What you have to do
Pick out each line of the data containing the word "mark" and copy those lines in full.

+++++

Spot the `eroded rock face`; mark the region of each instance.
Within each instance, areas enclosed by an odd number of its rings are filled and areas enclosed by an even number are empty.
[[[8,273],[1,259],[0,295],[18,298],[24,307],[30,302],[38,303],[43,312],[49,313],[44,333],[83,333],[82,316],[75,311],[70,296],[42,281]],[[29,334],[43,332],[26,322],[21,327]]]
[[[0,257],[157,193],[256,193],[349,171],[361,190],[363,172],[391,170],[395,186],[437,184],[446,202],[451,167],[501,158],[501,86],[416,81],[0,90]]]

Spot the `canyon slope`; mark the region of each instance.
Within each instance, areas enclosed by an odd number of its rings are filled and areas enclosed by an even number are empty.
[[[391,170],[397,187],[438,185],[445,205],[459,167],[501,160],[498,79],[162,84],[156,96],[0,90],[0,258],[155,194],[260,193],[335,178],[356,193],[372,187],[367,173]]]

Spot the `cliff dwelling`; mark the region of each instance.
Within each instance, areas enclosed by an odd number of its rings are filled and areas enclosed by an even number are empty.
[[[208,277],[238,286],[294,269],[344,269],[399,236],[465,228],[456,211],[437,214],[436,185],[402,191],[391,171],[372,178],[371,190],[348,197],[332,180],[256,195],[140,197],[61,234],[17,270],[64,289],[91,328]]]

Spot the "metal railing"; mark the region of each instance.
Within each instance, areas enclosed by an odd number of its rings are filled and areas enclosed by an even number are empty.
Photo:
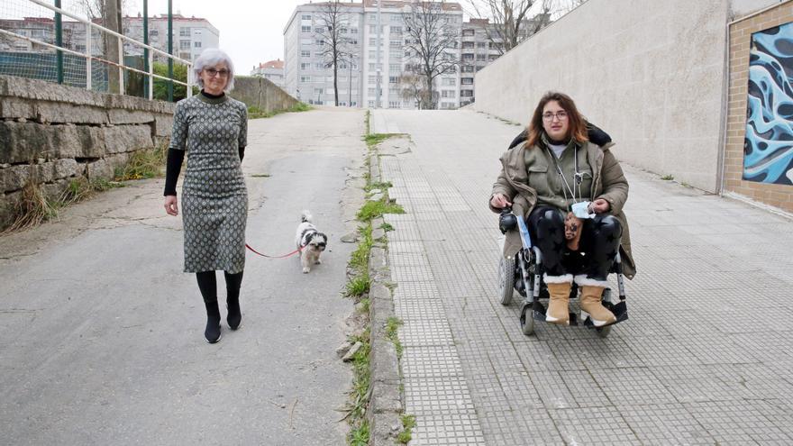
[[[57,3],[59,4],[59,2]],[[154,98],[155,79],[184,86],[186,95],[187,96],[192,96],[194,82],[192,79],[192,70],[190,69],[192,62],[189,60],[169,54],[162,50],[93,23],[90,19],[80,17],[61,7],[57,7],[41,0],[9,0],[8,3],[4,2],[4,4],[5,4],[5,6],[0,6],[0,56],[2,56],[0,57],[0,74],[36,78],[43,77],[46,80],[52,80],[51,70],[42,75],[41,66],[46,66],[47,62],[51,66],[51,56],[54,55],[57,66],[56,77],[59,83],[77,85],[79,86],[84,85],[89,90],[107,91],[106,88],[114,82],[109,78],[105,82],[104,75],[100,77],[95,76],[95,71],[97,68],[101,70],[104,68],[108,73],[108,77],[109,76],[115,76],[112,71],[118,71],[118,91],[112,93],[128,94],[127,83],[130,77],[128,73],[137,73],[143,77],[143,78],[148,79],[148,82],[144,82],[144,97],[149,99]],[[15,5],[19,11],[12,11],[14,4],[16,4]],[[20,4],[27,4],[27,7],[21,7]],[[51,13],[48,13],[46,10]],[[54,19],[52,19],[53,17]],[[67,23],[69,25],[69,34],[71,36],[76,35],[79,37],[80,30],[77,28],[80,25],[78,23],[82,23],[85,26],[85,49],[83,50],[79,50],[82,44],[77,41],[69,41],[73,48],[68,48],[64,44],[57,44],[57,41],[61,40],[60,36],[63,32],[61,28],[62,17],[68,17],[75,21]],[[57,37],[55,42],[52,42],[51,40],[50,41],[46,41],[48,39],[45,39],[50,23],[54,28],[52,34]],[[29,33],[32,35],[27,35]],[[103,39],[105,40],[104,41],[105,45],[102,45]],[[114,44],[113,41],[115,41],[115,44],[118,47],[118,58],[115,60],[111,60],[111,58],[108,58],[101,50],[96,50],[103,46],[107,48],[107,45]],[[30,44],[30,49],[27,48],[26,44],[20,45],[17,43],[20,41]],[[145,62],[147,62],[143,69],[125,63],[124,42],[141,50]],[[148,50],[148,51],[145,50]],[[70,73],[72,76],[68,77],[69,78],[65,81],[63,57],[66,54],[85,59],[85,84],[77,78],[79,77],[82,70],[75,68],[77,63],[74,59],[69,60],[70,64],[67,64],[69,66],[67,69],[71,69],[73,73]],[[156,74],[154,72],[155,55],[160,56],[160,59],[170,59],[174,63],[178,62],[185,65],[187,67],[187,81],[183,82]],[[137,55],[134,56],[137,57]],[[32,60],[32,62],[28,60]],[[37,65],[39,66],[37,67]],[[118,69],[108,69],[109,67],[115,67]],[[101,79],[99,82],[99,84],[102,84],[101,86],[95,85],[96,83],[95,80],[97,78]]]

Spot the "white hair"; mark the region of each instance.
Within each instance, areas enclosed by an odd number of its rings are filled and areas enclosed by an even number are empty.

+++++

Task response
Spot the `eroded rock face`; mark the region of each instance.
Spot the `canyon slope`; mark the region of each instance.
Spot the `cliff dwelling`; mark the region of each instance.
Spot the "metal railing"; mark the region of each instance.
Spot the "white hair"; mark the region of each instance.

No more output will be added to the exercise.